=== Your task ===
Rewrite the rows below as a numbered list, omitting any blank lines.

=== Provided data ===
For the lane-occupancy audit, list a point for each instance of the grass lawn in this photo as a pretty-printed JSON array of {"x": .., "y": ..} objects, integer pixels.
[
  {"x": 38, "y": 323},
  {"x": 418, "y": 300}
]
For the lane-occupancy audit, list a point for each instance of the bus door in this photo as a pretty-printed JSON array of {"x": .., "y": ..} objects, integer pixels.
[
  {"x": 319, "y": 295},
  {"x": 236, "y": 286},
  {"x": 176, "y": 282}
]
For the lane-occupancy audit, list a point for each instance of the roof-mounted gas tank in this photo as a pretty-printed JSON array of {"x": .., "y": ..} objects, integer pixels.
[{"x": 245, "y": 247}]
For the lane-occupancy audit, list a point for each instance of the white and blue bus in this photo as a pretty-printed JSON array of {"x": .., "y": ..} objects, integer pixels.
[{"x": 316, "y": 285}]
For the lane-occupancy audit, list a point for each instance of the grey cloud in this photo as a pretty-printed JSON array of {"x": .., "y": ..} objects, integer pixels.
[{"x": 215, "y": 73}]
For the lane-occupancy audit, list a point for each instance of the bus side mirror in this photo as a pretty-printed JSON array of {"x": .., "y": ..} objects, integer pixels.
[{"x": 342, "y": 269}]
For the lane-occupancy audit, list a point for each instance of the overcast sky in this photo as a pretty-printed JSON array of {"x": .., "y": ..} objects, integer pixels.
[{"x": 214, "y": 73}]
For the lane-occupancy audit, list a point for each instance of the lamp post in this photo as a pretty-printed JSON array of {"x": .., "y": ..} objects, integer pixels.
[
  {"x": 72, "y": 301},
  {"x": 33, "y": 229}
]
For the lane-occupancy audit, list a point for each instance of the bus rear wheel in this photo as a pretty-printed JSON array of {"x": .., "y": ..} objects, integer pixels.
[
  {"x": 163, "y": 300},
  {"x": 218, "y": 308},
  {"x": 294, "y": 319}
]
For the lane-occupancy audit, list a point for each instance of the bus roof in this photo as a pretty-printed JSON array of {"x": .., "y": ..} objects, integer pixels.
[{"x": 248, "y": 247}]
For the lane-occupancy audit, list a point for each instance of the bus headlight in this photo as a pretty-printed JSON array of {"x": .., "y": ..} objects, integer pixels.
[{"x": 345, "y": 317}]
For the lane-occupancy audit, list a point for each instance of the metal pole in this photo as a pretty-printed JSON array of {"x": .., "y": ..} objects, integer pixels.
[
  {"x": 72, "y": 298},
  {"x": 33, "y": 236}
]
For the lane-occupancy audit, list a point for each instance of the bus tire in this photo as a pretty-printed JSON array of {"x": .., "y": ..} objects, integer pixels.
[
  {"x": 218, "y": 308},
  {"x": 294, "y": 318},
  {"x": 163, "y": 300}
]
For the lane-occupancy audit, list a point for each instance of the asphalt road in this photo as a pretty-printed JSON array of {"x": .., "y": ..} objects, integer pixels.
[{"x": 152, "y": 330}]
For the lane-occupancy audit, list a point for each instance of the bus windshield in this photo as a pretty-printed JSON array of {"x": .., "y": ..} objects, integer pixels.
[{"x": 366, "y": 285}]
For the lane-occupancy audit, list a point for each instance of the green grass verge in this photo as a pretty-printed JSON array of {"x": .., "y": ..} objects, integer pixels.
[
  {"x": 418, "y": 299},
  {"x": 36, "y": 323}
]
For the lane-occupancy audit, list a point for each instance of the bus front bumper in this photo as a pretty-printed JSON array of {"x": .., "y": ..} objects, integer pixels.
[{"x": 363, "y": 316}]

=== Result for this task ===
1. For the lane-occupancy audit, list a point for each instance of the grass lawn in this photo as a pretty-printed JSON array of {"x": .., "y": ..} objects, integer pixels.
2. [
3.   {"x": 38, "y": 323},
4.   {"x": 418, "y": 300}
5. ]
6. For the lane-occupancy audit, list a point for each instance of the bus door in this photo as a pretty-printed JSON array of {"x": .., "y": ..} objects, integer pixels.
7. [
8.   {"x": 319, "y": 295},
9.   {"x": 236, "y": 286},
10.   {"x": 176, "y": 282}
11. ]
12. For the lane-occupancy audit, list a point for each instance of the roof-mounted gas tank in this photo as a pretty-printed JSON array of {"x": .., "y": ..} objects, integer pixels.
13. [{"x": 245, "y": 247}]
14. For the lane-occupancy audit, list a point for each instance of the white and blue bus in this photo as a pretty-printed JSON array of {"x": .., "y": ..} objects, integer pixels.
15. [{"x": 316, "y": 285}]
16. For the lane-occupancy audit, list a point for each instance of the grey cloud in this photo as a pretty-printed JSON array of {"x": .., "y": ..} objects, integer pixels.
17. [{"x": 215, "y": 73}]
18. For the lane-occupancy audit, list a point for each instance of the bus side mirror in this photo as a pretty-printed JSON array of {"x": .., "y": ..} objects, integer pixels.
19. [{"x": 342, "y": 269}]
20. For the lane-occupancy audit, list a point for each instance of the overcast sky in this photo as a pretty-printed JSON array of {"x": .., "y": ..} objects, integer pixels.
21. [{"x": 214, "y": 73}]
22. For the lane-occupancy audit, list a point for each instance of the lamp post in this photo as a pretty-printed JSON array of {"x": .., "y": ..} objects, integer pixels.
23. [
24.   {"x": 72, "y": 301},
25.   {"x": 33, "y": 229}
26. ]
27. For the lane-occupancy audit, list a point for each instance of the bus rear wheel in this photo as a pretty-printed JSON array of {"x": .., "y": ..} objects, integer pixels.
28. [
29.   {"x": 163, "y": 300},
30.   {"x": 218, "y": 308},
31.   {"x": 294, "y": 319}
32. ]
33. For the lane-occupancy audit, list a point for each instance of the bus roof in this photo as a pretty-printed JSON array of {"x": .., "y": ..} objects, integer pixels.
34. [{"x": 248, "y": 247}]
35. For the lane-occupancy audit, list a point for each instance of the bus headlight in this photo as a pretty-printed JSON array of {"x": .., "y": ..} objects, integer pixels.
36. [{"x": 345, "y": 317}]
37. For the lane-occupancy audit, list a point for each instance of the metal pole in this photo as a pretty-printed JSON array of {"x": .., "y": ..} objects, integer pixels.
38. [
39.   {"x": 72, "y": 298},
40.   {"x": 33, "y": 236}
41. ]
42. For the lane-occupancy audit, list a point for each instance of the bus tire in this photo as a pretty-printed JSON array of {"x": .., "y": ..} objects, integer pixels.
43. [
44.   {"x": 218, "y": 308},
45.   {"x": 294, "y": 318},
46.   {"x": 163, "y": 300}
47. ]
48. For the lane-occupancy audit, list a point for each instance of the asphalt road in this photo as a pretty-printed JSON array of {"x": .., "y": ..} objects, integer pixels.
49. [{"x": 152, "y": 330}]
50. For the lane-occupancy audit, list a point for each instance of the bus windshield in this photo as a pretty-printed JSON array of {"x": .., "y": ..} objects, integer pixels.
51. [{"x": 366, "y": 285}]
52. For the lane-occupancy audit, list a point for each instance of the green grass verge in this photo as a pretty-printed JSON array of {"x": .., "y": ..} objects, integer pixels.
53. [
54.   {"x": 418, "y": 299},
55.   {"x": 36, "y": 323}
56. ]
57. For the lane-occupancy audit, list a point for each instance of the bus front bumper in this photo as a pretty-printed JSON array of {"x": .., "y": ..} objects, integer pixels.
58. [{"x": 363, "y": 316}]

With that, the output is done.